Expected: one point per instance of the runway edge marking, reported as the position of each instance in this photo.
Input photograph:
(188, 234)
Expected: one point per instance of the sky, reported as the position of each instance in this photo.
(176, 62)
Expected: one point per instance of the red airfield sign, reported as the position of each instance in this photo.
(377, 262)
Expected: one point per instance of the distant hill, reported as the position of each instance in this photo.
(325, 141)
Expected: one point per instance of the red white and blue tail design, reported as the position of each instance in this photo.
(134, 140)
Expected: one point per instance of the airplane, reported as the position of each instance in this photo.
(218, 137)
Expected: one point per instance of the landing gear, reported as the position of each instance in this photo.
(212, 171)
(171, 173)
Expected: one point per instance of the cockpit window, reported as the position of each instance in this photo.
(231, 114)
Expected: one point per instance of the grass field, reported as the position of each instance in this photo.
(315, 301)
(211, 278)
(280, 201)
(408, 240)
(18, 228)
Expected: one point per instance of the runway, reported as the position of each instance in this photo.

──────────

__Exercise goal__
Copy out every row above, word for word and in the same order.

__Worked solution__
Expected: one point per instance of the runway edge marking, reported as the position of each instance in this photo.
Input photograph:
(188, 234)
Expected: one point per instance of the sky, reported as the position of each instance in this photo.
(176, 62)
Expected: one point per instance of the red airfield sign, reported as the position of each instance in this photo.
(377, 262)
Expected: one point per instance of the distant hill, reported as the position of each instance in this photo.
(325, 141)
Expected: one point per instance of the red white and blue tail design, reported as the position of each instance in this photo.
(134, 140)
Expected: one point per instance of the airplane, reported as the position of each instance in this photo.
(218, 137)
Expected: one point per instance of the landing gear, reported as the position of each instance in this photo.
(212, 171)
(171, 173)
Expected: one point per instance of the cockpit window, reported as the position of each instance in this photo.
(231, 114)
Expected: one point per instance of the grass field, reported as the position of each instance in this photo.
(315, 301)
(211, 278)
(280, 201)
(408, 240)
(18, 228)
Expected: one point per instance of the runway, reported as the position of each instance in this photo.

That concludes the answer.